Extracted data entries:
Content starts

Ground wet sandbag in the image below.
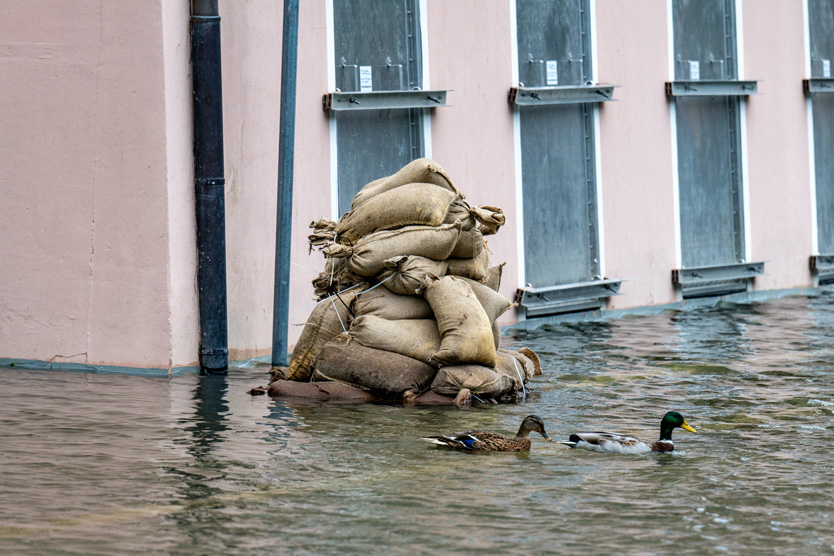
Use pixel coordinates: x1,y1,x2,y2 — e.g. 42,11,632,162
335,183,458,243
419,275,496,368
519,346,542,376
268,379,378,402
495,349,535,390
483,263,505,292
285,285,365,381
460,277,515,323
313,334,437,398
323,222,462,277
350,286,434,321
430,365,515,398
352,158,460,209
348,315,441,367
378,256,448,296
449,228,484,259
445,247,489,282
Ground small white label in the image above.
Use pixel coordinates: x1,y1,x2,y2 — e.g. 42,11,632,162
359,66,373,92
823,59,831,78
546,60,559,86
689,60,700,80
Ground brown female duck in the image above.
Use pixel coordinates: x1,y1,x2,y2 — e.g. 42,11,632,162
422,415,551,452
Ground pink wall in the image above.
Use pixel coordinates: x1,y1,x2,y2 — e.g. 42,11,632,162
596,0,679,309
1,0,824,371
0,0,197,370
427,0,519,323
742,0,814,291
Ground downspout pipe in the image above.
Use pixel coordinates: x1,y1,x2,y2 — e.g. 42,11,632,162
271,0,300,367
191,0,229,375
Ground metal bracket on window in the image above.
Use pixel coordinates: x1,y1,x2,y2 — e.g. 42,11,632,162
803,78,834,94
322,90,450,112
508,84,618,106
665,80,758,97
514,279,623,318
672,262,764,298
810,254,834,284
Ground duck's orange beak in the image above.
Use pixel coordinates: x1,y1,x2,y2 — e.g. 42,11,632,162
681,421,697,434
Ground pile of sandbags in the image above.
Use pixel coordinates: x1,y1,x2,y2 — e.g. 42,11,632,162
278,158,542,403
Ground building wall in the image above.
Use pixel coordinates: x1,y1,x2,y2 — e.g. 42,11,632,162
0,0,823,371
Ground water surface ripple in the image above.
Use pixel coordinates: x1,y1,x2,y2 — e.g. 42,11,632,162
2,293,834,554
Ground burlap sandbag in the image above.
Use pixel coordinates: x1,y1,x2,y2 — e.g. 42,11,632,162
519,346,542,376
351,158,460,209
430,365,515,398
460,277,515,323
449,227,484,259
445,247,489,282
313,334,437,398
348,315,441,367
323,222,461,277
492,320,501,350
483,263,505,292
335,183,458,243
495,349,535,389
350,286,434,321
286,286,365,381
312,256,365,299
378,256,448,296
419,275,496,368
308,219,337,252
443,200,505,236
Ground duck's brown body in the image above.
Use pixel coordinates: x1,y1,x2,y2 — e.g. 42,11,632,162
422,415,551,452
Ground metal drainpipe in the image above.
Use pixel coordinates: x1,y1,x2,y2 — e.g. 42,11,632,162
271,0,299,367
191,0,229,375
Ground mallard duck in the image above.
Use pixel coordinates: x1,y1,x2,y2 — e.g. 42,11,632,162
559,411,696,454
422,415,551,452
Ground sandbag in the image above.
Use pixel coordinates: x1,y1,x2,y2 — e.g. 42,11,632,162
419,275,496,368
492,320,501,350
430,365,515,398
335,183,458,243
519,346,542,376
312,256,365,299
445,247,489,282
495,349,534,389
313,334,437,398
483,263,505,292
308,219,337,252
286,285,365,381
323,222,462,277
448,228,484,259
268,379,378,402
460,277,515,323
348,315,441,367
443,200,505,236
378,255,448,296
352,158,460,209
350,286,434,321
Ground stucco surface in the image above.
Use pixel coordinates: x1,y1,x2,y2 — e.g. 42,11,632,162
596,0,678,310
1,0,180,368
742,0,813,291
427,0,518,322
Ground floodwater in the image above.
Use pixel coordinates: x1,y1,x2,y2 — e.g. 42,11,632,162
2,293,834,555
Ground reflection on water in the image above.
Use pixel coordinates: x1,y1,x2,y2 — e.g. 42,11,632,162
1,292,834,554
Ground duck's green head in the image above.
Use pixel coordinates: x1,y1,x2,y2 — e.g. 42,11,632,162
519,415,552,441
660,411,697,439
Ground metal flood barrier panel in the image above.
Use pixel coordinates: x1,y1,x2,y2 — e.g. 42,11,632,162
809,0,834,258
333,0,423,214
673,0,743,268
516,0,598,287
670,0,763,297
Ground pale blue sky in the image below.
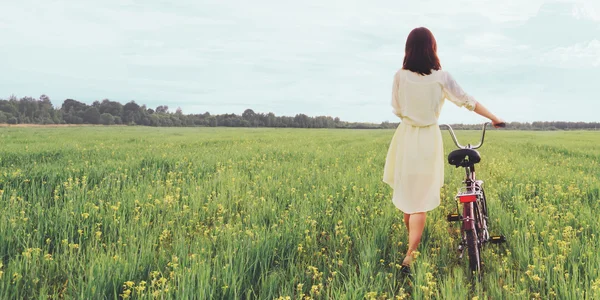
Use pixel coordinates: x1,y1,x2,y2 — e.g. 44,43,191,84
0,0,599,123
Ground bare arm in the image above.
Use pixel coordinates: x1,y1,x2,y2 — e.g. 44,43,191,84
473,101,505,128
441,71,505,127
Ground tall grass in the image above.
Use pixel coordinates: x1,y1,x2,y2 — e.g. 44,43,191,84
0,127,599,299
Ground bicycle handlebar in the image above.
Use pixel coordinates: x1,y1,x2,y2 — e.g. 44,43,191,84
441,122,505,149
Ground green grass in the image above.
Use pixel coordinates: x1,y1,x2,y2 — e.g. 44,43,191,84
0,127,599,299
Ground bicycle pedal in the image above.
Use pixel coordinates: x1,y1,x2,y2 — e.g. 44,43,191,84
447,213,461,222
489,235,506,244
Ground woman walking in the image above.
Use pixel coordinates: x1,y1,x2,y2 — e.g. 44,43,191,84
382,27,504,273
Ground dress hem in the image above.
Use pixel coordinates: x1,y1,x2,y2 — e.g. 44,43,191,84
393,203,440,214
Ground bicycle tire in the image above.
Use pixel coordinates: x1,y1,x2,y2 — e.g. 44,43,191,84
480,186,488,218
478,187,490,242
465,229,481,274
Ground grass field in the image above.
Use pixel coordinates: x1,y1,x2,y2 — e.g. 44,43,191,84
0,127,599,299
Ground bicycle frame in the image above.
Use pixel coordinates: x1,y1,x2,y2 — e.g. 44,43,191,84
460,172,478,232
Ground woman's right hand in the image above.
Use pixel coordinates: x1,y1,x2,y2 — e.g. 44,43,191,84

Content ends

_EXERCISE_
Find and copy each line above that includes the string "brown".

_OUTPUT OF THE TASK_
Ground brown female duck in the image above.
Ground duck's brown body in the image above.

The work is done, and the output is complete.